• **ABOUT THIS TASK**: The records that follow must all be duplicated exactly.

• **DATA FOR REVIEW**:
-- Opening Marker --

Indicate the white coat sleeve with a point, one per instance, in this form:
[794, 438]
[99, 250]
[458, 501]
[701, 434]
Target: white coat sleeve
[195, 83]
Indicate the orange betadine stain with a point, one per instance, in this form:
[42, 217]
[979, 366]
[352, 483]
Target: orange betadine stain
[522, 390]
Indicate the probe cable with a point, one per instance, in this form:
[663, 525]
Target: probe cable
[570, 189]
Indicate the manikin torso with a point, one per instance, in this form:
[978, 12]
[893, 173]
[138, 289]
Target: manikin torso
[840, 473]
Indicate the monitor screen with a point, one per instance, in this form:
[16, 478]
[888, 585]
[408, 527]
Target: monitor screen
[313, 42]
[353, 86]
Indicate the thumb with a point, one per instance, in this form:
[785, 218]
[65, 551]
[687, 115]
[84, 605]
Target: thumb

-- Closing Marker --

• **EXERCISE RESULT**:
Indicate the white coat sleeve with a point, one per instance, in this form:
[794, 438]
[99, 250]
[458, 501]
[701, 434]
Target: white coat sleeve
[195, 83]
Indicate the orange betadine stain with a point, one per instance, in this form:
[42, 217]
[979, 366]
[352, 483]
Target: orange betadine stain
[522, 390]
Indicate the probe cable with a point, one per instance, in this form:
[663, 525]
Target: probe cable
[570, 189]
Indicate the manikin torso with a point, one per instance, in this form:
[978, 12]
[893, 173]
[138, 289]
Target: manikin torso
[840, 473]
Indicate the monitor screen with a point, one per instance, in this form:
[16, 478]
[888, 585]
[408, 527]
Target: monitor screen
[313, 42]
[353, 86]
Indicate the thumb with a point, one per instance, in this form:
[785, 218]
[65, 551]
[687, 115]
[84, 605]
Target: thumb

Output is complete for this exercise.